SHORT PROBLEM — Without omitting anything, return the records precisely as given.

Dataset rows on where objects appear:
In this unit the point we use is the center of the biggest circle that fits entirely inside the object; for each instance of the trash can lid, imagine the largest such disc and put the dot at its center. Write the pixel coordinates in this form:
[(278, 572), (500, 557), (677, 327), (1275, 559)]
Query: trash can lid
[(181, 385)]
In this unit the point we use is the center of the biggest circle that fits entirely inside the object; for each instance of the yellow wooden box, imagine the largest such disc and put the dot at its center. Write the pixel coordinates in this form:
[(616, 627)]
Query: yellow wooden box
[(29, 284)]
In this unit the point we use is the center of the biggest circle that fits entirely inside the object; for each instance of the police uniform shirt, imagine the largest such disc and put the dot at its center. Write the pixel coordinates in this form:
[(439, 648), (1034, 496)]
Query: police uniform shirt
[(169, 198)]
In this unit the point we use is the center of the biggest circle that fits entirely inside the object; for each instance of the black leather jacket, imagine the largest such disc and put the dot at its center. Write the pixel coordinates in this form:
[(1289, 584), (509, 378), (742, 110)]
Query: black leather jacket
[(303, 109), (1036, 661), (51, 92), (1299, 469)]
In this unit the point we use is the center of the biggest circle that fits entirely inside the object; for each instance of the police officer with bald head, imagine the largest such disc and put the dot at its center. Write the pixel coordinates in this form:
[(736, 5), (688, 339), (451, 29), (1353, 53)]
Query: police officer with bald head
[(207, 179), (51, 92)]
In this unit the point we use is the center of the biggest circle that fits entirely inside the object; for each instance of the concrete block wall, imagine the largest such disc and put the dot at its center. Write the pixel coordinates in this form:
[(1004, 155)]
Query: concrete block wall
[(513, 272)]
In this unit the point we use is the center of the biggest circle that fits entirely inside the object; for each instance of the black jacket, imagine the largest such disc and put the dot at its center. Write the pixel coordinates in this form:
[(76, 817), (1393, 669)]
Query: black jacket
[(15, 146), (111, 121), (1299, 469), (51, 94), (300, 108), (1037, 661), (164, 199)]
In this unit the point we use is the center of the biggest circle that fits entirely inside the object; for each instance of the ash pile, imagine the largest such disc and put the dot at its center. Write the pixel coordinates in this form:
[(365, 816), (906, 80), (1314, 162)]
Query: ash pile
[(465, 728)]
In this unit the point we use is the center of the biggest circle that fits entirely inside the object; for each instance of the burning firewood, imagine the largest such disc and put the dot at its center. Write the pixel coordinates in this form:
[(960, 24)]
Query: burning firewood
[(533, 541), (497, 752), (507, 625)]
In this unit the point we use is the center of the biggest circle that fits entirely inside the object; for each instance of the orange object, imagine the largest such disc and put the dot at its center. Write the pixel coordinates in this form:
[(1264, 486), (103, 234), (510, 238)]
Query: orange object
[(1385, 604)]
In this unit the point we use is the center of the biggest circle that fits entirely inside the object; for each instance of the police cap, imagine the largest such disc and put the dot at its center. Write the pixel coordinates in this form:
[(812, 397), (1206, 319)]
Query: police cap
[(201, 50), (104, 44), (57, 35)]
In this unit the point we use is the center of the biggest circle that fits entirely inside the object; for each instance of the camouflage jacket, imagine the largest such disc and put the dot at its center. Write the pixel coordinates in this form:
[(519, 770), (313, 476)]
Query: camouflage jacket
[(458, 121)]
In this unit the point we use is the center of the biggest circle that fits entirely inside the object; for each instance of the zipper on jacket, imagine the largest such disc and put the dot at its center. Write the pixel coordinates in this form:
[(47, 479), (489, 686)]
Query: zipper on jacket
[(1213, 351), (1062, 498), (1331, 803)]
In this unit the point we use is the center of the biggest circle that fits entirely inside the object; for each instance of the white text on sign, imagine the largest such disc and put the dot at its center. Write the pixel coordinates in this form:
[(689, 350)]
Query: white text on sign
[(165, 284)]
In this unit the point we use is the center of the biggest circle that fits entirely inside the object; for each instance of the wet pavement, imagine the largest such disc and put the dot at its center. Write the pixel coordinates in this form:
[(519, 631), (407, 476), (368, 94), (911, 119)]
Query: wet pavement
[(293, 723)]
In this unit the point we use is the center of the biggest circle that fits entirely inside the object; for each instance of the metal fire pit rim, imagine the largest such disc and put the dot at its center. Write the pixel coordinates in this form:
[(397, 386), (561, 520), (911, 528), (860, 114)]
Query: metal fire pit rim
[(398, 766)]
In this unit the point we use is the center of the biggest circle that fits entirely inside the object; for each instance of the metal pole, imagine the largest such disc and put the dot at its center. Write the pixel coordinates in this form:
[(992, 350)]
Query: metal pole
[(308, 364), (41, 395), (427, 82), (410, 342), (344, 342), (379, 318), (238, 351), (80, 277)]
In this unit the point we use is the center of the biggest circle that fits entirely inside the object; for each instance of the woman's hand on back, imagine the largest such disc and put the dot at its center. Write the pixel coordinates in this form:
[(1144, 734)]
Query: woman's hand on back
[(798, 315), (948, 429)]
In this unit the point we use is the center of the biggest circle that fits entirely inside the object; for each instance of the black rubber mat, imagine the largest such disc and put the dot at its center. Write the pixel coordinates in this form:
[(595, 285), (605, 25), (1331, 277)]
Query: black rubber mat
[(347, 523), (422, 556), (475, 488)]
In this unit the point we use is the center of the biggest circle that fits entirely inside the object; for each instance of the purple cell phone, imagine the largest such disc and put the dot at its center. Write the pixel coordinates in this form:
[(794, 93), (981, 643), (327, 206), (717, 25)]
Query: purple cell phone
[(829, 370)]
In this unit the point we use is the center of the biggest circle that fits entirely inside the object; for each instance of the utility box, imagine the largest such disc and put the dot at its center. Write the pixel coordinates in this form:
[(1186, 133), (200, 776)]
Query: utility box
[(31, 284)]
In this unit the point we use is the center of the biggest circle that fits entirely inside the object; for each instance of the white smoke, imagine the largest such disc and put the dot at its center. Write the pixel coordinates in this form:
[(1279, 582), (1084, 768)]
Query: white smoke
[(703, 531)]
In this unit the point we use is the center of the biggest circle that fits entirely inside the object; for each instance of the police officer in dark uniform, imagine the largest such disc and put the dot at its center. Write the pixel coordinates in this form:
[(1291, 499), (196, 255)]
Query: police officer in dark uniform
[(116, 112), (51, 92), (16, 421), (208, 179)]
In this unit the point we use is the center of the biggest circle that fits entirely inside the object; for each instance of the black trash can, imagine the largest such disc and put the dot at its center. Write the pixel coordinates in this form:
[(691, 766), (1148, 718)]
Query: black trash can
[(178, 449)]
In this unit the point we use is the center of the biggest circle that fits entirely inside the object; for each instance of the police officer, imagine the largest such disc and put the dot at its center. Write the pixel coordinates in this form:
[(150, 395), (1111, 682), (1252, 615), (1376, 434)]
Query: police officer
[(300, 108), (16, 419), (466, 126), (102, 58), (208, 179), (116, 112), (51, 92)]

ANSWER FOR THIS EXERCISE —
In this unit the point we use is the center of the biggest circle that fits entirely inside the object; for each instance of the trash can lid, imagine the largest such disc and put the dot at its center. Write the pixel coordinates in this form:
[(278, 572), (500, 557), (677, 327), (1275, 559)]
Query: trash can lid
[(181, 385)]
In this unit the point we use is the center of the biggest circle that fits entirely inside the object; for each instance of the yellow wooden box, imagine the largest such disc and put the dot at its center. Write the pixel coordinates in this form:
[(616, 627)]
Query: yellow wooden box
[(29, 284)]
In this unit the point we use is the center of the biggest circle that fits entirely inside the object; for each instance of the police uniform shirt, imagine the largest such disc and put the dot at its center. Write the pixel coordinates in this form:
[(439, 648), (1034, 496)]
Query: police uniform shirt
[(169, 198)]
In this unit the point we use is the center of the biggest circle that fits entirely inside the object; for each instance of the black leather jacket, imagine the largest such disc and put the dot at its center. Write the pixel coordinates in this form:
[(1289, 584), (509, 378), (742, 110)]
Query: black leather jacket
[(303, 109), (1036, 661), (51, 92), (1299, 469)]
In this unit the point we use is the center of the biggest circle that fits entirely inside the object; for each instance of the police officer with bald head, imagine the largest such disc and put the dot at its center. Write the pixel coordinates in this form:
[(736, 5), (688, 339), (451, 29), (1353, 53)]
Query: police officer with bald head
[(207, 179), (51, 92)]
In this unit the point we use is the center of the biggest circle that fits entirely inside the object; for each instance of the concrete block wall, imagine the largest such disc and put the dot at its center. Write the pixel coordinates in this form:
[(1004, 155)]
Query: concrete block wall
[(513, 272)]
In this unit the point we use is the center of the biggest circle that fits entirely inside the object; for each instance of the black jacket, imagine the largest such disc and put the dot at its center. Write the pixel coordinates in this form:
[(76, 817), (1393, 669)]
Query: black jacket
[(15, 146), (111, 121), (1299, 469), (51, 94), (300, 108), (1037, 661), (164, 199)]
In this unit the point we use is the center of the biggest circle that fits entirely inside the object; for each instance of the ash pile, imagine the largest such disc and put the dot at its center. Write the pixel coordinates in this form:
[(365, 816), (906, 80), (1314, 162)]
Query: ash pile
[(465, 728)]
In this unit the point we use is the center of the biggest circle that fits entirely inside the object; for each instance of the burning firewood, imagine the largest such disc and put the dot at its center. Write the pixel coordinates in this form:
[(960, 24)]
Query: burning firewood
[(533, 541), (497, 752), (507, 625)]
In this unit the point we use is the center of the biggest circle that fits entirely inside the object; for each instance of the orange object, imagine the largest such disc and put the dot at its center. Write the pixel coordinates in this form:
[(1264, 486), (103, 234), (510, 238)]
Query: orange object
[(1385, 604)]
In this unit the point we use is the center of the biggest circle that fits entirely inside the object; for each instance of the police cap, imagine the largest such disc and put the dot at its center. Write the pixel coordinates in this form:
[(812, 397), (1206, 319)]
Query: police cap
[(201, 50), (104, 44), (57, 35)]
In this unit the point we use is the center of the biggest circle that fits entirely inside the object; for each instance of the camouflage jacket, imagine the largest such disc and put the dot at its center. Write the pixel coordinates in this form:
[(519, 770), (313, 476)]
Query: camouflage jacket
[(458, 121)]
In this unit the point we use is the center of the biggest circle that fits entirely inside the object; for each instance of the zipper on jacket, imagine the largest such disc and put the dot at its center. Write the pixel coordinates in this form:
[(47, 479), (489, 686)]
Query: zipper on jacket
[(1213, 351), (1062, 498), (1331, 803)]
In this unit the point we use is the center of the biggest circle that fits entirely inside the object; for each instance of the white text on sign, imagine the largest such disc and put the dot at its center. Write the pixel coordinates in this form:
[(689, 350)]
Query: white text on sign
[(165, 284)]
In this unit the point we use is the center of the biggest circle that fits entirely inside the object; for each instance of the wet pavement, imagine the largest such disc and put the dot at its center. Write the pixel coordinates in this form:
[(519, 631), (407, 476), (368, 94), (911, 119)]
Query: wet pavement
[(293, 723)]
In this unit the point we use is the center of the biggest circle that fits entirely inside the object; for each instance of the metal fire pit rim, imagine the largest such disc and put the dot at its center. Write the pixel coordinates in this form:
[(397, 386), (561, 520), (911, 528), (860, 114)]
Query: metal fire pit rim
[(398, 766)]
In this unit the point we use is the center of the biggest circle that fits entirely inside the object; for each instance of the metal pole, imagine the largest such disc and put the dot at its center. Write the pixel coordinates in this form:
[(992, 350)]
Query: metal pole
[(308, 364), (41, 395), (427, 82), (410, 342), (344, 342), (379, 318), (238, 351), (80, 277)]
In this unit the point we use is the center of the biggest circle that fits entirely inside the object; for each instance of the woman's hand on back, imagine the largest such disc and put the dot at its center. Write the pixel coordinates in this form:
[(1144, 734)]
Query: woman's hand on back
[(798, 315), (948, 429)]
In this unit the point we use is the center of the biggest circle that fits entirely inside the object; for each instance of the black rubber mat, imagine the largest such disc and put the dot at its center. Write the pixel coordinates in this form:
[(595, 285), (605, 25), (1331, 277)]
Query: black rubber mat
[(347, 523), (422, 556), (475, 488)]
In this unit the point we use is the center of the biggest circle that fits entirely inside the object; for each instance of the purple cell phone, imagine the largest such disc and put the dot at its center. Write the pixel coordinates in this form:
[(794, 93), (981, 643), (327, 206), (717, 25)]
Query: purple cell phone
[(829, 370)]
In this unit the point we use is the center of the biggest circle that fits entirely inside the object; for each instance of the utility box, imagine the largest such disc and put the dot at its center. Write the pixel coordinates in this form:
[(1186, 133), (200, 776)]
Query: utility box
[(31, 284)]
In this unit the point we use is the center of the biggest circle that fits entirely inside the object; for each instance of the white smoke, imagine the largest such disc and put the dot at its center. Write the pixel coordinates in this form:
[(1279, 582), (1084, 768)]
Query: white smoke
[(703, 531)]
In this unit the point we use is the center of the biggest circle that fits entirely inside the object; for each instance of the police officer in dark uniform, imagine the largest such disc and put the dot at its center. Write the pixel coordinates in this form:
[(1291, 499), (196, 255)]
Query: police officer in dark uniform
[(116, 112), (51, 92), (16, 421), (208, 179)]
In this unit the point we use is the center of the biggest circle that fits entirely inside the object; for each instance of the black trash can, imagine the largest such disc and put the dot at its center. Write the pixel coordinates in this form:
[(691, 766), (1148, 718)]
Query: black trash can
[(178, 449)]
In this unit the point we use is the center of the biggest circle that fits entirely inside the object; for each instance of the police officer, imagine the largest such disc and put the dot at its center. Write the pixel coordinates in this form:
[(150, 395), (1111, 682), (1252, 615), (1376, 434)]
Query: police officer
[(300, 108), (16, 419), (466, 126), (102, 58), (208, 179), (116, 112), (51, 92)]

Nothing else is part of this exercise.